[DOCUMENT SEGMENT]
- - -
On October 1, the Boston Foundation was proud to partner with the Obama Foundation for a powerful discussion with members of our donor community of how philanthropic organizations could think differently about how they distribute money and resources, and to whom.
Entitled "Opportunity, Justice and Philanthropy," the discussion featured Boston Foundation Vice President for Programs Orlando Watkins, along with Obama Foundation CEO David Simas (a Massachusetts native) and Charles Daniels, co-founder of Fathers UpLift, a Boston-based nonprofit that provides mental health counseling, coaching and advocacy to assist fathers overcoming barriers that prevent them from remaining engaged in their children's lives.
Guests for the online event were welcomed by a longtime Boston Foundation friend and donor, and Obama Foundation board member Demond Martin, who introduced the retired U.S. Senator from Massachusetts, Mo Cowan, the discussion moderator.
Simas told the story of his first conversations with then-President Obama about the potential impact he and the First Lady saw for their Foundation, and their desire to connect with community-based leaders as agents of change. It's an approach similar to what Simas says he has seen in work being done in Boston by the Boston Foundation and city leaders, seeking to create and empower networks of local leaders through groups such as My Brother's Keeper and the Mass Mentoring Partnership.
Recounting the discussion with President Obama, Simas says the President told him, "I believe that our civic fabric, the way we relate with one another, the way we engage in a pluralistic democracy, that fabric is ripping. And the only way you can begin to restitch that fabric is on a community-by-community basis."
Charles Daniels provided a window into both the opportunities and the obstacles that community-based nonprofit leaders and innovators face, sharing the story of Fathers UpLift and the challenge and isolation of tackling difficult issues. Beyond funding and technical assistance, Daniels said the most powerful benefit of becoming one of 200 fellows with the Obama Foundation was a worldwide network from whom to draw ideas and support. "It gave me a (global) community and family of people that I consider my brothers and sisters who love me dearly, and who I love. We understand that we're all tackling (different) issues. But we are more impactful when we tackle them together."
- - -
[DATA SUPPLIED]
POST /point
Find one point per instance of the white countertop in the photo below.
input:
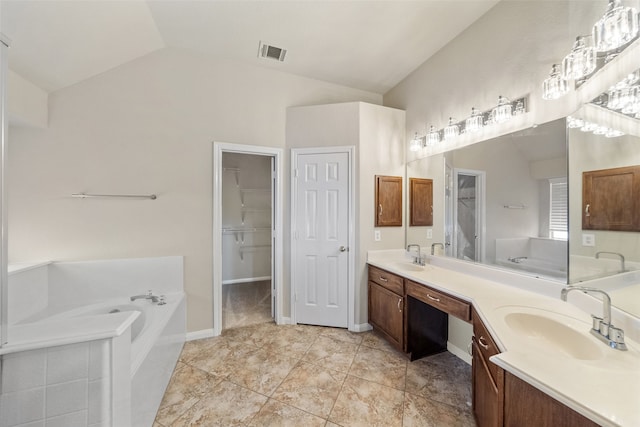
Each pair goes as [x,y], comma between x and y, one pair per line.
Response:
[606,390]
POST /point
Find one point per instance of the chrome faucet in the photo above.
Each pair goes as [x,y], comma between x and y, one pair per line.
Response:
[433,247]
[602,327]
[149,295]
[616,254]
[417,259]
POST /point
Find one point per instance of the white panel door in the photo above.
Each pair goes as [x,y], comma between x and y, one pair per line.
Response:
[321,238]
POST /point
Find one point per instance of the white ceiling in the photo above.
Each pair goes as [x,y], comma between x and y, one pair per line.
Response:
[363,44]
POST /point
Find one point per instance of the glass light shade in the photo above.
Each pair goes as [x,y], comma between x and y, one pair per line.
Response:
[415,143]
[433,137]
[502,112]
[554,86]
[580,62]
[474,122]
[588,127]
[452,130]
[574,122]
[617,27]
[612,133]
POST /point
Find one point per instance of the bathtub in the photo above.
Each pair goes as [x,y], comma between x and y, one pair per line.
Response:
[146,328]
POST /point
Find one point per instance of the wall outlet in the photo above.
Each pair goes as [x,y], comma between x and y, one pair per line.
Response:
[588,240]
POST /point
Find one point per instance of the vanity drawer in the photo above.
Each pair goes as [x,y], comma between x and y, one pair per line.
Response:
[440,300]
[486,345]
[386,280]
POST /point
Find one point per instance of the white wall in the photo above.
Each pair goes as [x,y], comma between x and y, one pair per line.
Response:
[146,127]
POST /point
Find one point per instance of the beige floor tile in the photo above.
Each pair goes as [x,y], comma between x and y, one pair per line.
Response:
[277,414]
[226,405]
[422,412]
[365,403]
[342,335]
[260,370]
[443,378]
[379,366]
[332,354]
[311,388]
[186,387]
[373,340]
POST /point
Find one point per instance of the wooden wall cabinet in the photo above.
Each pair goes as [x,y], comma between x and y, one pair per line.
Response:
[388,201]
[487,378]
[387,305]
[420,202]
[611,199]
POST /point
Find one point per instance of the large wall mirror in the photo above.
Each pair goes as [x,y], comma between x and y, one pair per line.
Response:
[502,202]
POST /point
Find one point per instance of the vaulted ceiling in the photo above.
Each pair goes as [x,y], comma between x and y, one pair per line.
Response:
[363,44]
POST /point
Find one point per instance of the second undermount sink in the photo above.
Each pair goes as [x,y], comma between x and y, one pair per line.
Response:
[555,331]
[408,266]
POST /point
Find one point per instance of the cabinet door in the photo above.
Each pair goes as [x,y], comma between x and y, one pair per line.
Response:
[488,396]
[388,201]
[611,199]
[421,202]
[525,405]
[386,313]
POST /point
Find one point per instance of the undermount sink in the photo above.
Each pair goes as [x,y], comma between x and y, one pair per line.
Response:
[554,330]
[408,266]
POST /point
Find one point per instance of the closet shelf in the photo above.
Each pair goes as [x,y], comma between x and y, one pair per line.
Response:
[246,249]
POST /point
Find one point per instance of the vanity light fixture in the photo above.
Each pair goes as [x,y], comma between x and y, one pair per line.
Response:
[474,122]
[452,130]
[617,27]
[433,137]
[503,111]
[555,85]
[580,62]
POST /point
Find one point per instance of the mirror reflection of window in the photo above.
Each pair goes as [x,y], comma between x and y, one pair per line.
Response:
[559,209]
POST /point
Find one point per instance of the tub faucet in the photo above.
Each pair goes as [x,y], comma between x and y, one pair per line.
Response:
[602,327]
[433,247]
[148,295]
[417,259]
[616,254]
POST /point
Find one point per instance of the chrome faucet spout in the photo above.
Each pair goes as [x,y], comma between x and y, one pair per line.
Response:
[433,247]
[602,327]
[619,255]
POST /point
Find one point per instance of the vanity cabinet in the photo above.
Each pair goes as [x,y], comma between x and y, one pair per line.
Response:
[526,405]
[387,305]
[388,196]
[487,378]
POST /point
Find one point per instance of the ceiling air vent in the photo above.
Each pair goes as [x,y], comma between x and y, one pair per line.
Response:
[271,52]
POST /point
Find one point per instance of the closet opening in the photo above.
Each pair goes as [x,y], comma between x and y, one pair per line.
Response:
[247,224]
[247,236]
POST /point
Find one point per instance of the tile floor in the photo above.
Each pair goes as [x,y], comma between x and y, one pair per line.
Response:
[268,375]
[246,304]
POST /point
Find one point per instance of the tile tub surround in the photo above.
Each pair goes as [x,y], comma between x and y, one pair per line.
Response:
[314,376]
[574,382]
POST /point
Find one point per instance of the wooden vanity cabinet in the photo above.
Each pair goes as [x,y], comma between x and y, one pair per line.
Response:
[388,201]
[387,305]
[487,378]
[526,405]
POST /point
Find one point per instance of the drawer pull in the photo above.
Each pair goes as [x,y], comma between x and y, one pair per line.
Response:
[433,298]
[482,343]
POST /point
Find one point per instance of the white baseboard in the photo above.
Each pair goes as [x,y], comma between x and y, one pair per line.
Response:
[361,327]
[459,353]
[197,335]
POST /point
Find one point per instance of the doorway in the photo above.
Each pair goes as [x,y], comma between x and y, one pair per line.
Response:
[322,265]
[468,233]
[247,235]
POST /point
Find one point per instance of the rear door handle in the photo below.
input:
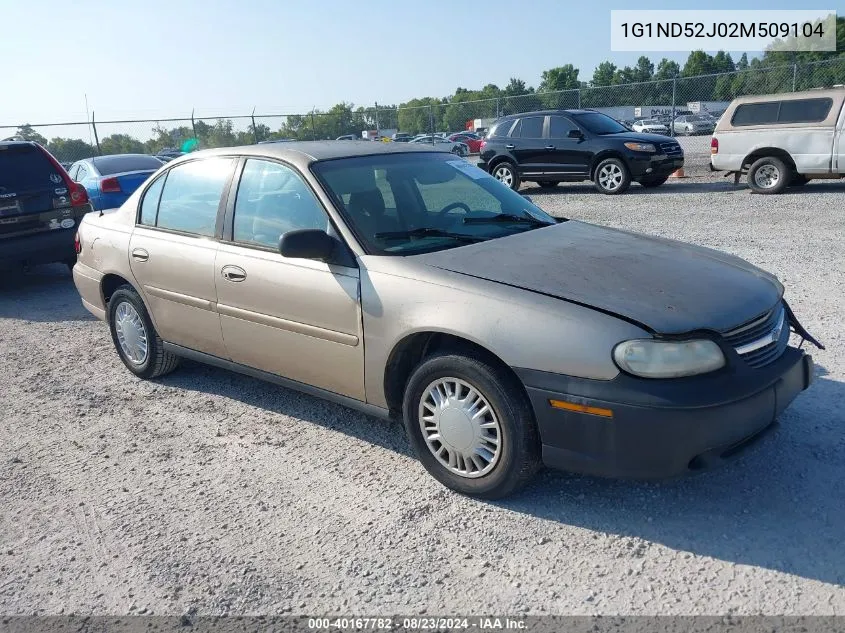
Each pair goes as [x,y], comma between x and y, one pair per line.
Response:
[233,273]
[140,254]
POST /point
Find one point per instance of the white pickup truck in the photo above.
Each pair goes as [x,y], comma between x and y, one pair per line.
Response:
[782,140]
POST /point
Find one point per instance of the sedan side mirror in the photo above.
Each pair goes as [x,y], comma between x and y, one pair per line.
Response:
[307,244]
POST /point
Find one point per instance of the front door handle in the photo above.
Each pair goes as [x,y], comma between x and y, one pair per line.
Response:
[140,254]
[233,273]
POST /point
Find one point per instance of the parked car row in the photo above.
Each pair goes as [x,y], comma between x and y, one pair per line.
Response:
[554,146]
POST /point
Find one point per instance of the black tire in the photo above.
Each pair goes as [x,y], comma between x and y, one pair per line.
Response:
[158,361]
[621,185]
[507,174]
[519,439]
[772,170]
[648,183]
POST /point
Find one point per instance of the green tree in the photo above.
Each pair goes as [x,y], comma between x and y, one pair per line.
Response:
[698,63]
[121,144]
[559,78]
[515,88]
[70,149]
[604,74]
[29,134]
[667,69]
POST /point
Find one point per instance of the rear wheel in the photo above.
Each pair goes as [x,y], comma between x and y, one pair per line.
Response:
[769,175]
[471,425]
[506,174]
[654,181]
[136,340]
[612,176]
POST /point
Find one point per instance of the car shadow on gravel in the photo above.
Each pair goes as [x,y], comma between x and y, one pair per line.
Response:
[43,294]
[193,376]
[780,506]
[679,186]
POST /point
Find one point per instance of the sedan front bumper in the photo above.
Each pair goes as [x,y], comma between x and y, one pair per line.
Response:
[660,428]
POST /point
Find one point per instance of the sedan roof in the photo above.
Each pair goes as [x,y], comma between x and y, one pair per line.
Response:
[303,153]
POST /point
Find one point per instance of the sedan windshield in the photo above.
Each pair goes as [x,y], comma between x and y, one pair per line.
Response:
[402,204]
[599,124]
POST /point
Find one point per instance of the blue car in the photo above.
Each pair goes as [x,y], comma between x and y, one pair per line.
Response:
[110,180]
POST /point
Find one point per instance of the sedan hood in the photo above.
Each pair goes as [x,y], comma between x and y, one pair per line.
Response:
[665,286]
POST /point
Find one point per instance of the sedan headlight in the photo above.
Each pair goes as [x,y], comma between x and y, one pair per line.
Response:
[652,358]
[641,147]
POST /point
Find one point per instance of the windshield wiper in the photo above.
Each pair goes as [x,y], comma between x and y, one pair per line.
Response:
[507,218]
[428,232]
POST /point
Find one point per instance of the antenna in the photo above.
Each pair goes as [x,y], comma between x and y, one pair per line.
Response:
[88,118]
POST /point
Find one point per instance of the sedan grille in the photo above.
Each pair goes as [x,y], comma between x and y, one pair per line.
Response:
[762,340]
[671,149]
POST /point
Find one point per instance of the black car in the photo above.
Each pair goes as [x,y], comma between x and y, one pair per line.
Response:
[40,207]
[573,145]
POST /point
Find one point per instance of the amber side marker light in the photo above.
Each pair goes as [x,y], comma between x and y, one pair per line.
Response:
[581,408]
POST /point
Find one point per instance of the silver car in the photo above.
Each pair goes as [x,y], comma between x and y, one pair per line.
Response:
[406,283]
[694,124]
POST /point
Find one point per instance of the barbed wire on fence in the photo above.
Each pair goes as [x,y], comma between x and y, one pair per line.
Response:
[664,97]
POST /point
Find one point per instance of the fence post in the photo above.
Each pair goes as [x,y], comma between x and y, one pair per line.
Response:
[194,128]
[378,127]
[674,92]
[96,138]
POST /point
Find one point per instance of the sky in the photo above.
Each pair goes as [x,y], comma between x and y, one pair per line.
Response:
[156,58]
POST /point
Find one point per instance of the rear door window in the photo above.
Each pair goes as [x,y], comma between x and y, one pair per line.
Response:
[531,127]
[26,168]
[559,127]
[191,196]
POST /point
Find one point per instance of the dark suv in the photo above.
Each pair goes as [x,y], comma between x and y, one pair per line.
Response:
[573,145]
[40,207]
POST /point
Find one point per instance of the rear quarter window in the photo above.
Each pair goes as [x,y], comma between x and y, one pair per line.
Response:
[26,168]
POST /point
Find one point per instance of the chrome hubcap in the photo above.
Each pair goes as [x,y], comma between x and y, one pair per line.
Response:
[131,333]
[767,176]
[460,427]
[503,174]
[610,177]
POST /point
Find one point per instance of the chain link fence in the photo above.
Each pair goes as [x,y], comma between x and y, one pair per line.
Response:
[662,99]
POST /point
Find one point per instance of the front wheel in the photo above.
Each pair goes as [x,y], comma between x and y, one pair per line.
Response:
[612,176]
[471,426]
[506,174]
[654,181]
[136,340]
[769,175]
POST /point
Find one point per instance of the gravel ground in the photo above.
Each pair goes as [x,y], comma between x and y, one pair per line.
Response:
[207,492]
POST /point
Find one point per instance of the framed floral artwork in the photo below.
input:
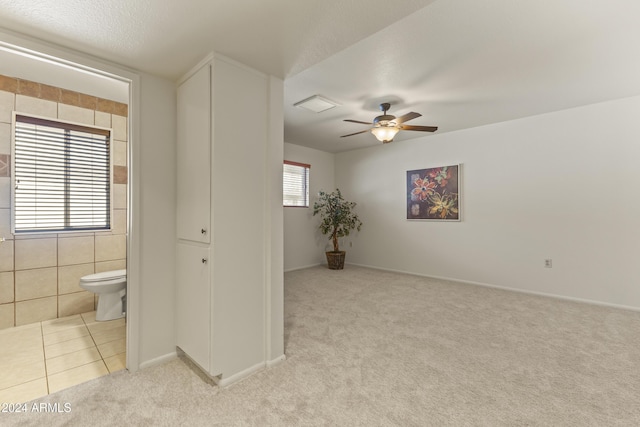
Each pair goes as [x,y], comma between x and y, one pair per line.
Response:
[434,193]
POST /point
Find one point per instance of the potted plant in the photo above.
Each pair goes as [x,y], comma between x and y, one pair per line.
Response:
[337,219]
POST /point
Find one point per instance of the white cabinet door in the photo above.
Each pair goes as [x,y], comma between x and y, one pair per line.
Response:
[194,157]
[193,303]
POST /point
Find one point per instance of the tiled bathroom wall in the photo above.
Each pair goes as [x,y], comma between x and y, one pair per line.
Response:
[39,274]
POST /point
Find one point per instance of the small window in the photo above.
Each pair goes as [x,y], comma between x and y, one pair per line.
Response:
[295,184]
[61,174]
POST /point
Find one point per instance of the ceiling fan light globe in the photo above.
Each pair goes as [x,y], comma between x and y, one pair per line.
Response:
[385,133]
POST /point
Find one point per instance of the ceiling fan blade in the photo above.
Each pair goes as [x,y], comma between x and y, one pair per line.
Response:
[420,128]
[357,121]
[351,134]
[407,117]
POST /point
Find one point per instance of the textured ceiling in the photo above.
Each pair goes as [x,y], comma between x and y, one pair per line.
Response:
[467,63]
[168,37]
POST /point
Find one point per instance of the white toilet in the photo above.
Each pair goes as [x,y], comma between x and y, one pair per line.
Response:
[111,288]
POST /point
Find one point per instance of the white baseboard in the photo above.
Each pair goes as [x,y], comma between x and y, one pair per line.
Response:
[278,360]
[302,268]
[225,382]
[158,360]
[506,288]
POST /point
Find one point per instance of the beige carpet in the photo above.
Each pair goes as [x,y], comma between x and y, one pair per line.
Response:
[372,348]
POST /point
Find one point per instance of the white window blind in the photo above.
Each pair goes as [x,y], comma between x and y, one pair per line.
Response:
[295,184]
[61,176]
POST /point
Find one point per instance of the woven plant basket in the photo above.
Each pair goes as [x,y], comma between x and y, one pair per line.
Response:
[335,260]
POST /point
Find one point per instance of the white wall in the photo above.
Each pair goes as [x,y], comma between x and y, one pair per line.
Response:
[562,185]
[157,215]
[304,245]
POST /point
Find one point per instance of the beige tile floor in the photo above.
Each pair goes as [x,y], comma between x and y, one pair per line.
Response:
[44,357]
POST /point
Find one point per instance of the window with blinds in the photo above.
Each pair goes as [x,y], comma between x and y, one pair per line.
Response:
[295,184]
[61,174]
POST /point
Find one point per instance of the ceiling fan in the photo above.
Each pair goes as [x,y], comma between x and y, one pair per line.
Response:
[385,127]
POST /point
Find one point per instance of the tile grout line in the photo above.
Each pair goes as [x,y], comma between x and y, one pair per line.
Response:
[44,356]
[95,344]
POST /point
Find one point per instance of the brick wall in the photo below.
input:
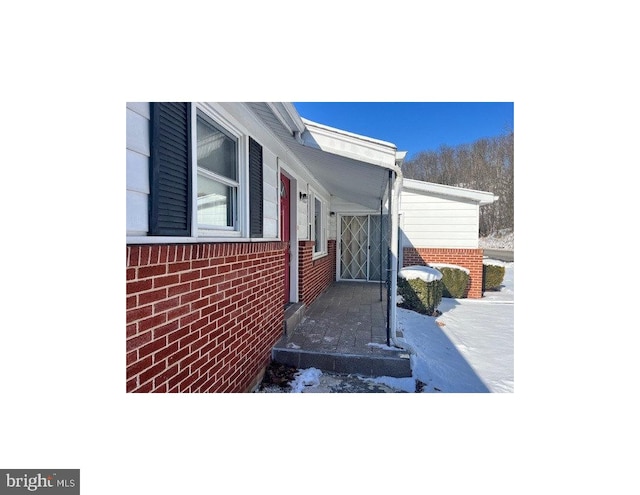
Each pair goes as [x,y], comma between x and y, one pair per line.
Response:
[202,317]
[315,276]
[468,258]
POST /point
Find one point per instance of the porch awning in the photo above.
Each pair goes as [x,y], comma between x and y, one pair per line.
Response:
[349,166]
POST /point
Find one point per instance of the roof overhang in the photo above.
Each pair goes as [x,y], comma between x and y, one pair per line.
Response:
[452,192]
[349,166]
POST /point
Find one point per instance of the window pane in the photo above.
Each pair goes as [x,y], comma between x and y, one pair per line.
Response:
[318,225]
[215,203]
[216,150]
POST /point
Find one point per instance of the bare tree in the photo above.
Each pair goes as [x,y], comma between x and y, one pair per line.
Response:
[484,165]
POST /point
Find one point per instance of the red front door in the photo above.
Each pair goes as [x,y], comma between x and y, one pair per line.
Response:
[285,231]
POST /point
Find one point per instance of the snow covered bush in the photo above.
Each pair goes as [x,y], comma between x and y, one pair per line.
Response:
[420,288]
[492,276]
[455,279]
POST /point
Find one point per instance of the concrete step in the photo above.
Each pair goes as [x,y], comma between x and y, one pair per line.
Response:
[395,364]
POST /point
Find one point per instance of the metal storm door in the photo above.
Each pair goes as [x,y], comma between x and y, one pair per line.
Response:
[361,247]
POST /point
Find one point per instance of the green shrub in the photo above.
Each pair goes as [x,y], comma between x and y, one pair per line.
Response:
[492,277]
[420,296]
[454,280]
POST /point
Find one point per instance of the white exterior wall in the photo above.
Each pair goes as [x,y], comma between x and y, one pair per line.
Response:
[271,195]
[429,221]
[138,152]
[138,162]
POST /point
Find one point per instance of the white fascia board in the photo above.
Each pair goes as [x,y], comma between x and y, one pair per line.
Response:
[257,127]
[419,186]
[287,114]
[347,144]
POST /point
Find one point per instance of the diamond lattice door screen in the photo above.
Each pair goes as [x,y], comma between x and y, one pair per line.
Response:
[360,247]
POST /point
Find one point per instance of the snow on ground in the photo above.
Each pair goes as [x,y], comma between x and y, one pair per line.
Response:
[499,240]
[469,348]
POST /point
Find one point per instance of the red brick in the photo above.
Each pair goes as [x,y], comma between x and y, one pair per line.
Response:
[138,286]
[153,346]
[165,281]
[152,322]
[152,371]
[152,296]
[132,384]
[138,313]
[151,271]
[139,366]
[138,341]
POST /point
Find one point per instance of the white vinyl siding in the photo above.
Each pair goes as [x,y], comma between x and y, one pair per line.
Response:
[271,194]
[432,221]
[137,168]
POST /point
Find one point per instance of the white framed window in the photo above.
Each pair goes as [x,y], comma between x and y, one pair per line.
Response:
[318,217]
[219,163]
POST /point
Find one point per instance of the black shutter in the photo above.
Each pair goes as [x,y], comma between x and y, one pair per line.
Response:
[170,170]
[255,189]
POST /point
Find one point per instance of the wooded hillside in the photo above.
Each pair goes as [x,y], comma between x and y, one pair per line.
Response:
[485,165]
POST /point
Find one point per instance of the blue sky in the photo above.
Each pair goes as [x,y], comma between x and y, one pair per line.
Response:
[414,127]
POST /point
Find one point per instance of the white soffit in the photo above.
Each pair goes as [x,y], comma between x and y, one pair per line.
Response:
[419,186]
[352,167]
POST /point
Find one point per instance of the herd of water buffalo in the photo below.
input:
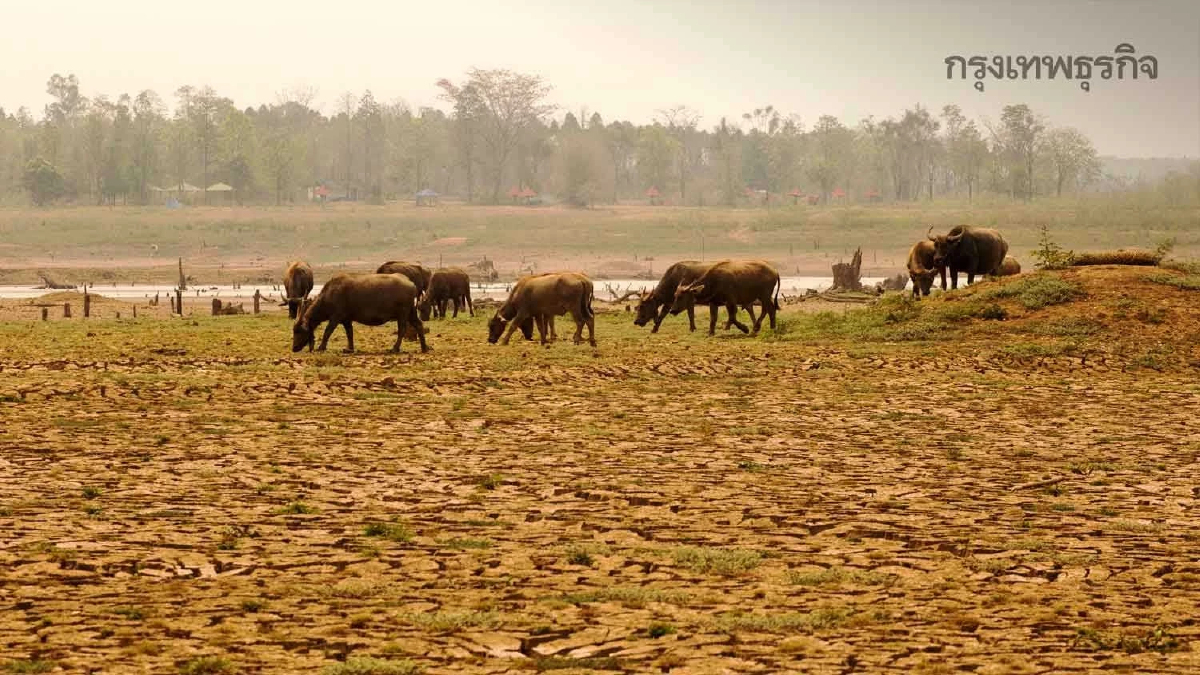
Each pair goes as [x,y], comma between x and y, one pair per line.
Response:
[411,294]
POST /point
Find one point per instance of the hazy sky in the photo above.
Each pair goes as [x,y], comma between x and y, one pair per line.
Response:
[627,60]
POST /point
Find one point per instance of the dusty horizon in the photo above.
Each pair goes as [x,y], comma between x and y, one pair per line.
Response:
[718,60]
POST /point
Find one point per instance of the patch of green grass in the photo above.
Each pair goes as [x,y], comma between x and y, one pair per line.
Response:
[208,665]
[29,667]
[630,596]
[451,621]
[1189,282]
[252,605]
[839,577]
[131,613]
[658,629]
[466,543]
[1035,291]
[1158,639]
[295,508]
[369,665]
[355,589]
[390,531]
[791,622]
[490,482]
[723,562]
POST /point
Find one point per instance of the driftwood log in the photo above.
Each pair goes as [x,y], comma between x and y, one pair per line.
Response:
[847,276]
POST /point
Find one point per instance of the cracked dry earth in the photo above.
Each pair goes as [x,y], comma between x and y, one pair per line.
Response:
[664,503]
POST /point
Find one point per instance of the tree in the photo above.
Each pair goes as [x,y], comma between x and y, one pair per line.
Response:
[42,180]
[1020,138]
[681,123]
[503,103]
[1072,157]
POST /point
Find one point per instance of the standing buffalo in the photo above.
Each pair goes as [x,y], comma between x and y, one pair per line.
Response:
[1009,268]
[654,305]
[541,298]
[922,269]
[370,299]
[973,250]
[447,285]
[297,286]
[733,284]
[419,275]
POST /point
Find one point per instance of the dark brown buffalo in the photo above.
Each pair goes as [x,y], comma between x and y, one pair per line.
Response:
[733,284]
[370,299]
[419,275]
[1009,268]
[973,250]
[297,286]
[922,269]
[448,285]
[654,305]
[541,298]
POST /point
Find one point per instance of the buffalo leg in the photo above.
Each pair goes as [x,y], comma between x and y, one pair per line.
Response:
[732,309]
[324,339]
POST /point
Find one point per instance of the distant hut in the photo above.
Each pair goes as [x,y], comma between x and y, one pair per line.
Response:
[221,189]
[426,198]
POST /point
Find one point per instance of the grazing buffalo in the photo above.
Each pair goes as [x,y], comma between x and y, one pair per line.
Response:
[297,286]
[733,284]
[922,269]
[541,298]
[973,250]
[419,275]
[654,305]
[370,299]
[1009,268]
[447,285]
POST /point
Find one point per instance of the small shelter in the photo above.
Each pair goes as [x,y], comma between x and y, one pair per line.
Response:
[426,197]
[227,190]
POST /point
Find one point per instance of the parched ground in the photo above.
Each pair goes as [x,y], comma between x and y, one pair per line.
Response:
[912,488]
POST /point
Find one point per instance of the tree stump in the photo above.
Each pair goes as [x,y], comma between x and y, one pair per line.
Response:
[847,276]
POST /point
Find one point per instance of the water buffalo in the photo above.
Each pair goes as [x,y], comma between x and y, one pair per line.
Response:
[297,286]
[541,298]
[415,273]
[654,305]
[447,285]
[1009,268]
[370,299]
[733,284]
[922,269]
[973,250]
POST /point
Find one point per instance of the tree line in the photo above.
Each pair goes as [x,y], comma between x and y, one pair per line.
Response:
[499,132]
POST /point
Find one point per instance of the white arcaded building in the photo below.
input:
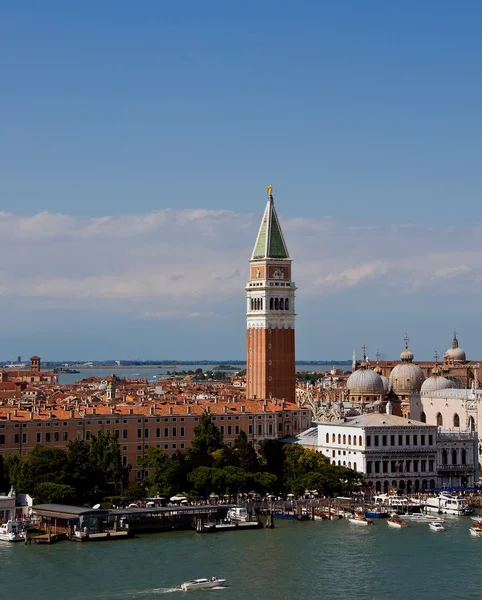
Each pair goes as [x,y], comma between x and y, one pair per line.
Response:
[398,453]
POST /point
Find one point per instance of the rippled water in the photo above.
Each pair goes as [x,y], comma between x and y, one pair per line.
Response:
[309,560]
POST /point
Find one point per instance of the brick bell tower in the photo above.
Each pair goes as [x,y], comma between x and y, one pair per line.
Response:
[270,340]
- - -
[PROBLEMS TO SOLVE]
1) Do these statements agree with the passage on the Boston Foundation discussion? (a) Mo Cowan moderated the discussion. (b) The event took place in person. (c) Charles Daniels was one of 100 fellows with the Obama Foundation. For each, answer yes or no and quote the deciding words.
2) Can you print the stretch of the passage on the Boston Foundation discussion from "Simas told the" through "Mass Mentoring Partnership." exactly?

[ANSWERS TO THIS EXERCISE]
1)
(a) Yes: "Mo Cowan, the discussion moderator"
(b) No: "Guests for the online event"
(c) No: "becoming one of 200 fellows with the Obama Foundation"

2)
Simas told the story of his first conversations with then-President Obama about the potential impact he and the First Lady saw for their Foundation, and their desire to connect with community-based leaders as agents of change. It's an approach similar to what Simas says he has seen in work being done in Boston by the Boston Foundation and city leaders, seeking to create and empower networks of local leaders through groups such as My Brother's Keeper and the Mass Mentoring Partnership.